_PROBLEM TO WORK ON_
Continue the forum thread about ankle pain below from the point where it stops.

# Having Ankle trouble?



## Diamondback 2/2 (Aug 9, 2008)

Okay so here is what I did:

Stretched for 15 minutes

2 miles with 65lbs ruck at 23-minutes.

Dropped ruck and did sandbag PT with normal army sandbag filled ¾ the way.

1.	Sandbag toss from the each side 20 reps.
2.	Sandbag toss from the chest, two sets of 20 reps.
3.	Sandbag toss over head for 20 reps.
4.	Sandbag pulls from ground level to chest, two sets of 20 reps.

I took about a 1-minute break in between reps.

2 miles with 65lbs ruck, back to start position in 21-minutes. 

Stretched for 45 minutes.


*I am now having a problem with pain in both ankles (scale from 1-10) a 7; they are popping with just about every step. They don’t feel broken or sprained, just an aching pain when putting any pressure on them. It has only been 2 days, but this is really not normal with me.*

I do not want to go to sick call, due to a new policy (no extending COADOS) if you have medical problems/ multi sick call visits. As per company 1SG and CO…

Anyone have any advice on this?


----------



## RustyShackleford (Aug 9, 2008)

Don't run with a ruck for one.  Two, don't overdo it.


----------



## digrar (Aug 9, 2008)

Only time I'd run with weight is if someone was shooting at me. You only get so much cartilage issued to you, no point wasting it.


----------



## Diamondback 2/2 (Aug 9, 2008)

RustyShackleford said:


> Don't run with a ruck for one.  Two, don't overdo it.



It was more of a jog for 100 yards super fast walk for 100 yards; I am attempting to stay under a 12-minute mile. I have been rucking once a week for the last 6 weeks (same weight) and working into the speed. I did over do it on the way back, but I was in the groove;)

I am trying to figure out what might be wrong my ankles, has anyone else had this happen? How do I treat it, with out going to sick call?


----------



## Chopstick (Aug 9, 2008)

Where exactly do you hurt?


----------



## Diamondback 2/2 (Aug 9, 2008)

Not medically smart so bare with me.

Front/ outside portion, somewhat where the joint comes together. The little ball looking deal on the out side portion of the ankle being what I am calling the joint. The pain is coming from below it and just to the front of it.

There is no swelling and it’s not bruised.


Feels like a throbbing/ pulsing pain when I stand on it, but doesn’t hurt as bad when I walk. However they are both popping and cracking with just about every step.


----------



## Chopstick (Aug 9, 2008)

Bare with you??  ROFL
Sorry..
Im not a doc..but popping usually is indicative of a sprain..or possibly tendonitis.  If it doesnt let up you mos def had to get to a doc for proper diagnosis and treatment.  I almost tore my achilles tendon trying to tough it out.  Not a smart thing. :2c:


----------



## Diamondback 2/2 (Aug 9, 2008)

So give it a week, month? I am really trying to avoid the TMC like the plague, but I don’t want any permanent injuries either. 

I have no problem taking a few weeks off from rucking and ACU runs, but I do have mandatory platoon runs every other week (nothing too hard though). 

I just don’t want to slide backwards on what I am training for and I really don’t need my CO no-going me on a COADOS packet… The TMC will defiantly no-go me, they are nazi’s over there and handing profiles out like it a requirement for our unit.:uhh::doh:


----------



## Looon (Aug 9, 2008)

_LISTED ENTRIES_
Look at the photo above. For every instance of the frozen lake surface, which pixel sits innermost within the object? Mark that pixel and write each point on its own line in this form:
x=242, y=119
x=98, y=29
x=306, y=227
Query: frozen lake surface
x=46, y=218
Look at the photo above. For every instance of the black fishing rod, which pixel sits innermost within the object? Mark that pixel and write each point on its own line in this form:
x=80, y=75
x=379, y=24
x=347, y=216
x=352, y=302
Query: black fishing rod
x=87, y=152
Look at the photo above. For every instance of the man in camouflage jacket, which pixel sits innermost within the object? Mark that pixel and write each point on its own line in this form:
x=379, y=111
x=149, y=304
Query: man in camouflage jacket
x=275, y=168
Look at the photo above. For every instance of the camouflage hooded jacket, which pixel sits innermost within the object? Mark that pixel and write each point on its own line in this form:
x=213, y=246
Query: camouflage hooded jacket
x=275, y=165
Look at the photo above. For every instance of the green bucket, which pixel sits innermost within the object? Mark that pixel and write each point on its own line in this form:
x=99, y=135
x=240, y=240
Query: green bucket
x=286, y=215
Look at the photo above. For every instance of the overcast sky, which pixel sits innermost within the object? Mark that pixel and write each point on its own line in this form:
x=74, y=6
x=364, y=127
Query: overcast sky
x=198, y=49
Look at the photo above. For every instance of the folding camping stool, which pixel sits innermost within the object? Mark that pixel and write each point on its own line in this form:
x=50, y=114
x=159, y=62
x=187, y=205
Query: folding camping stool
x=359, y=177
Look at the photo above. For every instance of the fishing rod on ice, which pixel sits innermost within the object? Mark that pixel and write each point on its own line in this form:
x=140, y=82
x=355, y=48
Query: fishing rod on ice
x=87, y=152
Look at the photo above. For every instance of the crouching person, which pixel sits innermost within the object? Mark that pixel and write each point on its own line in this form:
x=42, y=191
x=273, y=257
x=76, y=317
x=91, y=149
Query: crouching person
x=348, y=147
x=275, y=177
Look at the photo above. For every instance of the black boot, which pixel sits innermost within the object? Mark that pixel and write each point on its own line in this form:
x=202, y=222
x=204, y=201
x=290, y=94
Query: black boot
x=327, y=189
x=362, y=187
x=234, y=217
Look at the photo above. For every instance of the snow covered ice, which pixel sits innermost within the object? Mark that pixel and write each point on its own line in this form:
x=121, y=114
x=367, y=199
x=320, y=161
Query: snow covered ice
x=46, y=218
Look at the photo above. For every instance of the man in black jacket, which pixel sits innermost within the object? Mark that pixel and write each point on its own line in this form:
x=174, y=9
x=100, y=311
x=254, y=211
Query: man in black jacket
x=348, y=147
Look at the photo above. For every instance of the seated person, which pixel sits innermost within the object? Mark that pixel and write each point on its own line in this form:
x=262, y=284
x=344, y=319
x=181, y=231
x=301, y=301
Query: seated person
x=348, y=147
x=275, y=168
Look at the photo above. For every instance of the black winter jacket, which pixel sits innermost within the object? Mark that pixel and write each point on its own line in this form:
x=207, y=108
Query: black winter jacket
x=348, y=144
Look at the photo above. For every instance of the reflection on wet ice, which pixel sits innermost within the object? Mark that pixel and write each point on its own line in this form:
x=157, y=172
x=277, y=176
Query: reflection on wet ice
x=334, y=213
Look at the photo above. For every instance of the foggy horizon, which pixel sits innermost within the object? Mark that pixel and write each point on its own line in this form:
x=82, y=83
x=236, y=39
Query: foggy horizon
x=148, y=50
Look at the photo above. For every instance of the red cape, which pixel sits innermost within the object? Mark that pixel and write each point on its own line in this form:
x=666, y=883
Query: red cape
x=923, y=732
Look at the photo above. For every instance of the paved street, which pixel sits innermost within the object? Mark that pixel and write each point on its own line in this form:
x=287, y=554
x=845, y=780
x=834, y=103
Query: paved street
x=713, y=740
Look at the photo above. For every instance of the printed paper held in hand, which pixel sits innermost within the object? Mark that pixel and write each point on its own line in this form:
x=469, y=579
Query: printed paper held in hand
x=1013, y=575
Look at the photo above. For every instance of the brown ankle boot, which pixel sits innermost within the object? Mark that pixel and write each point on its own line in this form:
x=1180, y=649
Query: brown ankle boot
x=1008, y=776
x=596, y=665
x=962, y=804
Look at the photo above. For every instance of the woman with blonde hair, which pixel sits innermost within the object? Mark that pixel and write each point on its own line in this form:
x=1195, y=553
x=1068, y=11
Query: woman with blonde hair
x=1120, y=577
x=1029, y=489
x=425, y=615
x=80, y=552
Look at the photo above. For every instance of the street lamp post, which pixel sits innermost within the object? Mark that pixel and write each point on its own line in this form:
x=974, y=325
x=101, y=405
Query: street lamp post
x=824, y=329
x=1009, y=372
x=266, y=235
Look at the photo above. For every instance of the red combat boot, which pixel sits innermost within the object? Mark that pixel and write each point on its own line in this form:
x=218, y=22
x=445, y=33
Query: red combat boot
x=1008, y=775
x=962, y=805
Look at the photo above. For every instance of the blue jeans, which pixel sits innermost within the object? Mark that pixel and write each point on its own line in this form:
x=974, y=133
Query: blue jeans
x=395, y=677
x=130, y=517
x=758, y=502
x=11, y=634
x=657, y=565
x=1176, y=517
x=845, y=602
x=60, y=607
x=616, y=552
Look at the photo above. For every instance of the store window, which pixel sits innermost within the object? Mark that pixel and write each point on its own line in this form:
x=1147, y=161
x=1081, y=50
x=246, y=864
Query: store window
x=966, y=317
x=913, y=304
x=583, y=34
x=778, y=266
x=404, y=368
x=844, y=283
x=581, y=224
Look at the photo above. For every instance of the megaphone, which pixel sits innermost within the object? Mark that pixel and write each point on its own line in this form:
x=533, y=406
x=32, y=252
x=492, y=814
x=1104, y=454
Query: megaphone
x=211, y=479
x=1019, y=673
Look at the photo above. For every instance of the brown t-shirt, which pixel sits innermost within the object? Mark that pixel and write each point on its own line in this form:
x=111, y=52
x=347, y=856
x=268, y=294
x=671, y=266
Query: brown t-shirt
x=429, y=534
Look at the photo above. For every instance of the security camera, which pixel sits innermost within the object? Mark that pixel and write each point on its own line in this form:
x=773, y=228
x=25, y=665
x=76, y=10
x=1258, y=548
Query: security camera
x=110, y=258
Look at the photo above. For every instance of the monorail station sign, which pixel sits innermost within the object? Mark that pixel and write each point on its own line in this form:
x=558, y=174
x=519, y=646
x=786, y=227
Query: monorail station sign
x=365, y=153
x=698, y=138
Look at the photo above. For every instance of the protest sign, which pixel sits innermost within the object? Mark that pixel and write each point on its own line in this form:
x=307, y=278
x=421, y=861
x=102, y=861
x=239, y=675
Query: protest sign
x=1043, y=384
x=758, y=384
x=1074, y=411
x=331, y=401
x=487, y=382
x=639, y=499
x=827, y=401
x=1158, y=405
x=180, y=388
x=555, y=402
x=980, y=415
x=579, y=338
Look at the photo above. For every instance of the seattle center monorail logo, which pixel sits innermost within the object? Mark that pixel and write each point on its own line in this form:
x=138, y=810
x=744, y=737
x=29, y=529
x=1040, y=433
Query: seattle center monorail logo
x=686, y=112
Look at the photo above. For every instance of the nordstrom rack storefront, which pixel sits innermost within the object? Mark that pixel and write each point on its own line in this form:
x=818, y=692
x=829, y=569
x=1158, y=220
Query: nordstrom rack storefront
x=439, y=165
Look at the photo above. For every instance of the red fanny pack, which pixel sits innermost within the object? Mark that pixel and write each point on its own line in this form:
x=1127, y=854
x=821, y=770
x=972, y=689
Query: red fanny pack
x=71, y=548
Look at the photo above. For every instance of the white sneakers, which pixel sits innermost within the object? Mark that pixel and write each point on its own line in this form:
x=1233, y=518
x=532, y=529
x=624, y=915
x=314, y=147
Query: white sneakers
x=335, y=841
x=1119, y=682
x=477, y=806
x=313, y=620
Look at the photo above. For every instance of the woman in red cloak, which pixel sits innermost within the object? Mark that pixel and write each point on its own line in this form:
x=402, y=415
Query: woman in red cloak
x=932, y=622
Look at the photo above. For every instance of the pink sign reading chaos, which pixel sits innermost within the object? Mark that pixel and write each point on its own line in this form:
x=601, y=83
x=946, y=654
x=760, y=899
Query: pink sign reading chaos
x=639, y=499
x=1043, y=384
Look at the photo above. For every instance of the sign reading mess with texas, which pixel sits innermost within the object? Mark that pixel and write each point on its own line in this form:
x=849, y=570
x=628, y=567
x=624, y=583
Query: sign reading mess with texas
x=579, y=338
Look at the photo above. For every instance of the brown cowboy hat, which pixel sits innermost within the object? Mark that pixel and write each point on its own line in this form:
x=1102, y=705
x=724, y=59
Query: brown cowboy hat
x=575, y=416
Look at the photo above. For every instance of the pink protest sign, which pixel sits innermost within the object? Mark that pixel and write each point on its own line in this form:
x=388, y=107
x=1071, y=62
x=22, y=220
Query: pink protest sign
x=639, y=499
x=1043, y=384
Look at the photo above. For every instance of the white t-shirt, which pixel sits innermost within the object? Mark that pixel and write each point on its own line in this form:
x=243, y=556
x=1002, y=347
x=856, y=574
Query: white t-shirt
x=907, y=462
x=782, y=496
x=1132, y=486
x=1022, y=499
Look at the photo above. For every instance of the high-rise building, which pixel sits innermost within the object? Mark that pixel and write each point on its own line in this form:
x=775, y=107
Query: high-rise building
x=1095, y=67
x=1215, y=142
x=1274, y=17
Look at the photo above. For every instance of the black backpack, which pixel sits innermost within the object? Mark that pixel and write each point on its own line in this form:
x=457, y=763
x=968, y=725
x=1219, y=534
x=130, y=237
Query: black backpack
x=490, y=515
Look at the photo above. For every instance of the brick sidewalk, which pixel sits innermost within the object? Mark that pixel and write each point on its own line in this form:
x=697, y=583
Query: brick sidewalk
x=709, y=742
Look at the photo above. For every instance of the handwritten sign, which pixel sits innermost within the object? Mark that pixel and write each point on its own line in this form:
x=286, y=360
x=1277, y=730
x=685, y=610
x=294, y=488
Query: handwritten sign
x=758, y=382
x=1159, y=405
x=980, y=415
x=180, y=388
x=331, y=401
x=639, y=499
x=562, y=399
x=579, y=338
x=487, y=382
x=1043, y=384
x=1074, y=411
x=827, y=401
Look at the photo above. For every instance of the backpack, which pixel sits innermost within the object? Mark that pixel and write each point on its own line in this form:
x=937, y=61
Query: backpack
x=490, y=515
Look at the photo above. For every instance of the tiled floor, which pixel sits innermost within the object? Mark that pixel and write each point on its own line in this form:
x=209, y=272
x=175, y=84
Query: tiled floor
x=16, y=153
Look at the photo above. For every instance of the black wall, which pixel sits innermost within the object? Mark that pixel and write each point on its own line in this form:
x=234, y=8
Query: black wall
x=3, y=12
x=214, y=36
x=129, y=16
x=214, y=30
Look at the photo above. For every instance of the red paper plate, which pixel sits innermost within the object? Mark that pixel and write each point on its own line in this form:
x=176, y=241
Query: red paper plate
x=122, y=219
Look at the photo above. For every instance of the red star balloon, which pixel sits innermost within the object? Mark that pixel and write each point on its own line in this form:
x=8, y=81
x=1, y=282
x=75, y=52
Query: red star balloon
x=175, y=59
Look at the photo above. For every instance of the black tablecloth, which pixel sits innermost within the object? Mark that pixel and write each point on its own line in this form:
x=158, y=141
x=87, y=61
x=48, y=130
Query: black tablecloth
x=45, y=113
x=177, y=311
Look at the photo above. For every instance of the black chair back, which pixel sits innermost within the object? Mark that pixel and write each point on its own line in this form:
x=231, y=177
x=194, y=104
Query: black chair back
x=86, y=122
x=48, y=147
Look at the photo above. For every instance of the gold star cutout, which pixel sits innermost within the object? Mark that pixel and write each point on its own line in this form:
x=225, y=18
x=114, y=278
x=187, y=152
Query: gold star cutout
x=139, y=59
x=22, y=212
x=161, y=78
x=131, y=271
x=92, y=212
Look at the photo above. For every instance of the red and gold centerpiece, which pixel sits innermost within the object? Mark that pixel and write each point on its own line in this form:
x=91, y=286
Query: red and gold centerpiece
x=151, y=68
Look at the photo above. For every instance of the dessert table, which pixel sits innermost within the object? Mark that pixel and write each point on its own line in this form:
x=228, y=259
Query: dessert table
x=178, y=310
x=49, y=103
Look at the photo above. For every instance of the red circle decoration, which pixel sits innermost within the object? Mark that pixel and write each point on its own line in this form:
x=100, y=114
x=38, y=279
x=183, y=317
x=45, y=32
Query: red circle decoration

_TASK RESPONSE_
Arthritis would be my guess.


----------



## Chopstick (Aug 9, 2008)

After what I did to myself..and the endless physical therapy to heal it..Id just go get it checked out now.  :2c: 
Like RL said above...maybe just arthritis and you have to live with it..but if its something more you may do more damage by not addressing it now.


----------



## Diamondback 2/2 (Aug 9, 2008)

Roger that  I guess ill do that tomorrow.


----------



## Looon (Aug 9, 2008)

If it's giving you that much trouble, you should have your ankles looked at.

And yes, it's possible to develope arthritis at your age.


----------



## surgicalcric (Aug 9, 2008)

JAB:

If you ankle is giving you that much pain you need to have films done and a proper assessment performed.  The ankle itself is a very complex joint with many articulations (movements) and its very difficult to know what going in with yours here in the 'net.

That being said it sounds as though you may (cant say for sure without exam) have sprained your Bifurcate Ligament or possibly the Anterior Talofibular Ligament.  Both are located in the general area that you describe and both are often injured with training.  However, it is more common to injure the ATL with an inversion (rolling the ankle to the outside) injury than just walking.  

Rest, Ice, Compression, Elevation, and Motrin or Naproxen are the keys to recovery.  If its as simple as a grade-1 sprain you should be back to running in 10 days and rucking in 20; not before.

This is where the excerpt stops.